Please restate each line of the data that follows word for word, skipping any image.

[DATA SUPPLIED — start]

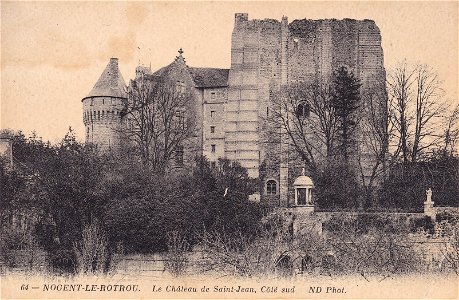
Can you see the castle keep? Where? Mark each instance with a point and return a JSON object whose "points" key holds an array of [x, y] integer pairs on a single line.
{"points": [[232, 105]]}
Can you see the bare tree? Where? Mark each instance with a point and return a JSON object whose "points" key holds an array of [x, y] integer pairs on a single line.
{"points": [[376, 133], [158, 120], [450, 134], [416, 106]]}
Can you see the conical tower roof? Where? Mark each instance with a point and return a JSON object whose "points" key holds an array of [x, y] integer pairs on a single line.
{"points": [[110, 83]]}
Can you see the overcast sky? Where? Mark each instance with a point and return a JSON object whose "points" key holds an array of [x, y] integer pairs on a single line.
{"points": [[52, 53]]}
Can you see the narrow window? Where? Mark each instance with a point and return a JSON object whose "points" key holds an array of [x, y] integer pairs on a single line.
{"points": [[271, 187], [179, 155], [303, 110]]}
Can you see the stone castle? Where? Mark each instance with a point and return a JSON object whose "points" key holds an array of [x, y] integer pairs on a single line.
{"points": [[231, 105]]}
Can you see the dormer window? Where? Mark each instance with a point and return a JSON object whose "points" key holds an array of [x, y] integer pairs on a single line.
{"points": [[271, 187], [303, 110]]}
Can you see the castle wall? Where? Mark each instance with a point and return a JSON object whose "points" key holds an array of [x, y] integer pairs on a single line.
{"points": [[213, 100], [268, 55], [102, 120]]}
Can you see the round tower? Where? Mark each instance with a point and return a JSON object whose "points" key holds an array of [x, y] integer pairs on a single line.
{"points": [[103, 107]]}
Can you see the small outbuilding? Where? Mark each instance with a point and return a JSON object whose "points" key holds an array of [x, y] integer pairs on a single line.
{"points": [[303, 190]]}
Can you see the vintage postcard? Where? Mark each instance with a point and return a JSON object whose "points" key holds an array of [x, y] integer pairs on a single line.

[DATA SUPPLIED — finish]

> SOLUTION TO THIS TASK:
Can you see the castle keep? Where? Mark each instance with a point and return a JSON object whose "points" key holds an array of [x, y] integer pairs on a single line.
{"points": [[232, 105]]}
Can you see the bare tree? Where? Mark each instance with a point and return a JSON object whose "points" key holds an array of [x, y] integer pairs on a single line.
{"points": [[376, 133], [158, 120], [450, 134], [416, 106]]}
Can you see the conical tower roof? Where? Mark each instance with a point and return a JSON object whose "points" key holds an array of [x, y] integer pairs on a single line.
{"points": [[110, 83]]}
Can you see the overcast sky? Where? Mark each instance with a point and return a JSON object whose "points" key holds an array of [x, y] integer pairs on a single line.
{"points": [[52, 53]]}
Can you see the narrow window? Where? Mark each instance with a point and return a JSON object whose "points" key holds an array of [x, y] integer pairs on a single line.
{"points": [[271, 187], [179, 155], [303, 110]]}
Can you see the stone castle? Where? Mark each instance with a point and return a JSON object whose "points" key holds an array of [x, y] integer pairs on a single line.
{"points": [[231, 105]]}
Can you see the dormer window? Where? Mark each instance with a point and return a JSON object whose "points" key holds an array of [x, y] integer pairs on a single line.
{"points": [[271, 187], [303, 110]]}
Can you see the castle wall? Where? Mark each instance with a point and return a JSON object whose "points" key holds an array of [x, y] integer pairs on a single line.
{"points": [[213, 100], [268, 55], [102, 120]]}
Can you see the round tower? Where? Mark each instance with a point and return a JSON object whose "points" key holds an array of [x, y] integer pairs on a single line.
{"points": [[103, 107]]}
Can you see the small outbuilding? Where? Mark each instance with a point and return a JSON object whose "points" key holds an array of [x, y] integer pairs on a single line.
{"points": [[303, 190]]}
Can you see the vintage postcard? Where? Mark each instance with a point and return a JSON object whose "points" key holds an array of [x, y] integer pairs on a single line.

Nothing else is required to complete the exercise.